- _What you have to do_:
Exactly as written, transcribe each record below.

- _Input material_:

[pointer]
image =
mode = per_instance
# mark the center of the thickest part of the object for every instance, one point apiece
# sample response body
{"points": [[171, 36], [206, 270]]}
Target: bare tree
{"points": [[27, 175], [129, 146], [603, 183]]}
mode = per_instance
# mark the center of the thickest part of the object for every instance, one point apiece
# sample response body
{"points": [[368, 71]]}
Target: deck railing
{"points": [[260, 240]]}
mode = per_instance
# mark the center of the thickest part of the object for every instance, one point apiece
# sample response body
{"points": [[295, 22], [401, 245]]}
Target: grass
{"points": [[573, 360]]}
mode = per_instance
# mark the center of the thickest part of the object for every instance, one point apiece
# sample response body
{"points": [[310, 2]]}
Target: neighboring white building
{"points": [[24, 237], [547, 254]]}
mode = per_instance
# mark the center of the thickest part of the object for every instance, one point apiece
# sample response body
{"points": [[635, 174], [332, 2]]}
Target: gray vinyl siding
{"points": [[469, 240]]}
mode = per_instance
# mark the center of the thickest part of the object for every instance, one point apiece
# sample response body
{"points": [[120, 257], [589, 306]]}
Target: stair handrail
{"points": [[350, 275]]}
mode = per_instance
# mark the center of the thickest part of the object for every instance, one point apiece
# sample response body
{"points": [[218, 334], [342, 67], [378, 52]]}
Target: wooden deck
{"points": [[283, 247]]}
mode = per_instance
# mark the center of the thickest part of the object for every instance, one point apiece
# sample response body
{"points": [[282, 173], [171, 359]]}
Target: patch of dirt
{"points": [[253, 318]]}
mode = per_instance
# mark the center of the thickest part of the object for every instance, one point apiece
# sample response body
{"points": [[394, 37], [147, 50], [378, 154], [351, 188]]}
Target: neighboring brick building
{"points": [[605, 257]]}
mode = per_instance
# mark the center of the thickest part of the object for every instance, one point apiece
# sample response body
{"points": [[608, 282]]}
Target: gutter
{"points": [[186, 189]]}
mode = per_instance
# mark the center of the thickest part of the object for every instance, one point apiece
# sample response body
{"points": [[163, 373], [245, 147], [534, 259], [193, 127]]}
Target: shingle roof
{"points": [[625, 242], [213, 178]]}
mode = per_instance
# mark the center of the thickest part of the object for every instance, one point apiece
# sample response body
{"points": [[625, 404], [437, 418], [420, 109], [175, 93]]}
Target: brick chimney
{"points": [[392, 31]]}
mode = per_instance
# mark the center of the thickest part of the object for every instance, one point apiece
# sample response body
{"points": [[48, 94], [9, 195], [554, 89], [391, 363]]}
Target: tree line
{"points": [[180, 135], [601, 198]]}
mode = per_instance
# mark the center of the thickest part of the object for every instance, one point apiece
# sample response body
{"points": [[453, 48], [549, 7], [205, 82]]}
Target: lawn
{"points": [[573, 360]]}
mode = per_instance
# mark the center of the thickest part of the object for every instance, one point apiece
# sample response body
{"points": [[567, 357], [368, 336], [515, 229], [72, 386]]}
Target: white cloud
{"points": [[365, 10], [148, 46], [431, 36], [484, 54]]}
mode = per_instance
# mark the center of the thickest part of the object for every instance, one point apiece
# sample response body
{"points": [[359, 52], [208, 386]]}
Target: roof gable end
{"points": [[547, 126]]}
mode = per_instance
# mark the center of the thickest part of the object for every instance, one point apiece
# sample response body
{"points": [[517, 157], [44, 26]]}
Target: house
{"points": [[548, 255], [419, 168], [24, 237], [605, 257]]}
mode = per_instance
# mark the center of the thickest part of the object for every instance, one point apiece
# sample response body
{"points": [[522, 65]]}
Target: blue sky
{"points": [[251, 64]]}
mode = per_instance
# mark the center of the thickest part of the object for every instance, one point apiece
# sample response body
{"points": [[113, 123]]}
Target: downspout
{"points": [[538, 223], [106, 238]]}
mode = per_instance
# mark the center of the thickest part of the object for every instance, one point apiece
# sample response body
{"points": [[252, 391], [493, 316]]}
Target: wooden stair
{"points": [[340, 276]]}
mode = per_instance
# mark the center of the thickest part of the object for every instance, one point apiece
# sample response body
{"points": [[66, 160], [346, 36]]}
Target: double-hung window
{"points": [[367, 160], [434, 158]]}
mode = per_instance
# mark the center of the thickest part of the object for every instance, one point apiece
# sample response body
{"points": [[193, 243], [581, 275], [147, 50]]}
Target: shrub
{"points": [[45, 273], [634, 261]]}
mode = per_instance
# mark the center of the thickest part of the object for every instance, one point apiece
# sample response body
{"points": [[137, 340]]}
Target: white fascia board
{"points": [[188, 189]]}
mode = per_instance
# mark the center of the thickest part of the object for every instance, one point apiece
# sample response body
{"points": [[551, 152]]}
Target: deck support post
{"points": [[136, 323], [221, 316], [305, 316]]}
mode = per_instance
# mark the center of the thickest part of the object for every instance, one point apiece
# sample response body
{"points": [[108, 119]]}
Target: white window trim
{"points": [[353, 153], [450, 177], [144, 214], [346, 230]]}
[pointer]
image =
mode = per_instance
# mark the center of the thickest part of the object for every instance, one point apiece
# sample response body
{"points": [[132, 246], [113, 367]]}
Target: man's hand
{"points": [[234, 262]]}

- _Exercise result_:
[pointer]
image =
mode = per_instance
# mark the center of the thickest part of the object for every instance, one point apiece
# sample response body
{"points": [[171, 36], [206, 270]]}
Target: bare tree
{"points": [[27, 175], [129, 146], [603, 183]]}
mode = per_instance
# mark the center of the thickest part of the object for every instance, one point apiece
# sample response body
{"points": [[368, 71]]}
Target: deck railing
{"points": [[260, 240]]}
mode = per_instance
# mark the center of the thickest part of the object for every instance, one point apiece
# sample response body
{"points": [[295, 22], [401, 245]]}
Target: grass
{"points": [[573, 360]]}
mode = per_instance
# mark the center of the thickest part of the object for every instance, one point apiece
# sample response body
{"points": [[310, 2]]}
Target: neighboring white building
{"points": [[24, 237], [547, 254]]}
mode = per_instance
# mark the center of the thickest part of the object for every instance, one point apiece
# sample response body
{"points": [[635, 174], [332, 2]]}
Target: gray vinyl siding
{"points": [[469, 240]]}
mode = per_instance
# mark the center of the thickest part of the object for every instance, one point apiece
# sample response body
{"points": [[120, 257], [589, 306]]}
Target: stair handrail
{"points": [[350, 275]]}
mode = per_instance
# mark the center of the thickest part of the object for every instance, one point apiece
# sample response body
{"points": [[218, 334], [342, 67], [378, 52]]}
Target: wooden deck
{"points": [[283, 247]]}
mode = per_instance
# mark the center of the thickest part of the object for every instance, one point apiece
# sample response body
{"points": [[282, 173], [171, 359]]}
Target: patch of dirt
{"points": [[253, 318]]}
mode = per_instance
# mark the center of the thickest part of the object for every instance, one point apiece
# sample response body
{"points": [[394, 37], [147, 50], [378, 154], [351, 188]]}
Target: neighboring brick building
{"points": [[605, 257]]}
mode = per_instance
# mark the center of the thickest part of the object for every instance, one point apiece
# sample response body
{"points": [[608, 282]]}
Target: gutter
{"points": [[186, 189]]}
mode = per_instance
# mark the center of the thickest part of the object for every instance, one point apiece
# sample response body
{"points": [[163, 373], [245, 147], [534, 259], [193, 127]]}
Target: shingle roof
{"points": [[625, 242], [213, 178]]}
mode = per_instance
# mark the center of the thickest part of the object for every instance, one point apiece
# sample response body
{"points": [[625, 404], [437, 418], [420, 109], [175, 93]]}
Target: brick chimney
{"points": [[392, 31]]}
mode = per_instance
# mark the center of the thickest part of the object for every instance, one point apiece
# sample response body
{"points": [[48, 94], [9, 195], [554, 89], [391, 363]]}
Target: tree line
{"points": [[180, 135], [601, 198]]}
mode = per_instance
# mark the center of the thickest part of the object for every instance, one point apiece
# sample response body
{"points": [[453, 48], [549, 7], [205, 82]]}
Target: lawn
{"points": [[573, 360]]}
mode = per_instance
# mark the center of the thickest part of the object for every instance, one point apiece
# sample response body
{"points": [[567, 357], [368, 336], [515, 229], [72, 386]]}
Target: white cloud
{"points": [[365, 10], [148, 46], [431, 36], [484, 54]]}
mode = per_instance
# mark the center of the thickest part of the object for every instance, one point apiece
# sample response body
{"points": [[359, 52], [208, 386]]}
Target: roof gable end
{"points": [[547, 126]]}
mode = per_instance
# mark the center of the thickest part of the object for every instance, one point apiece
# sample response body
{"points": [[517, 157], [44, 26]]}
Target: house
{"points": [[548, 255], [419, 168], [24, 237], [605, 257]]}
mode = per_instance
# mark the center of the thickest part of the object for every instance, one point apiece
# sample response body
{"points": [[522, 65]]}
Target: blue sky
{"points": [[251, 64]]}
mode = per_instance
# mark the center of the thickest part of the object for every instance, one point apiece
# sample response body
{"points": [[113, 123]]}
Target: downspout
{"points": [[538, 223], [106, 238]]}
mode = per_instance
# mark the center of the thickest part of the object for every instance, one point apiece
# sample response body
{"points": [[252, 391], [493, 316]]}
Target: wooden stair
{"points": [[340, 276]]}
mode = per_instance
# mark the center of the thickest part of the object for every instance, one point apiece
# sample response body
{"points": [[66, 160], [346, 36]]}
Target: double-hung window
{"points": [[367, 160], [434, 158]]}
mode = per_instance
# mark the center of the thickest part of the object for every instance, one point apiece
# sample response body
{"points": [[193, 243], [581, 275], [147, 50]]}
Target: shrub
{"points": [[45, 273], [634, 261]]}
mode = per_instance
# mark the center of the thickest part of the object for every instance, one point apiece
# sample response body
{"points": [[137, 340]]}
Target: white fascia board
{"points": [[188, 189]]}
mode = per_instance
# mark the center of the thickest part of the object for every instance, one point apiece
# sample response body
{"points": [[551, 152]]}
Target: deck support post
{"points": [[136, 323], [221, 316], [305, 316]]}
mode = per_instance
# mark the center of the thickest part of the object for every instance, one point apiece
# sample response body
{"points": [[108, 119]]}
Target: white window trim
{"points": [[353, 153], [450, 177], [144, 214], [346, 230]]}
[pointer]
image =
mode = per_instance
# mark the center of the thickest part of the object for every instance, one point apiece
# sample response body
{"points": [[132, 246], [113, 367]]}
Target: man's hand
{"points": [[234, 262]]}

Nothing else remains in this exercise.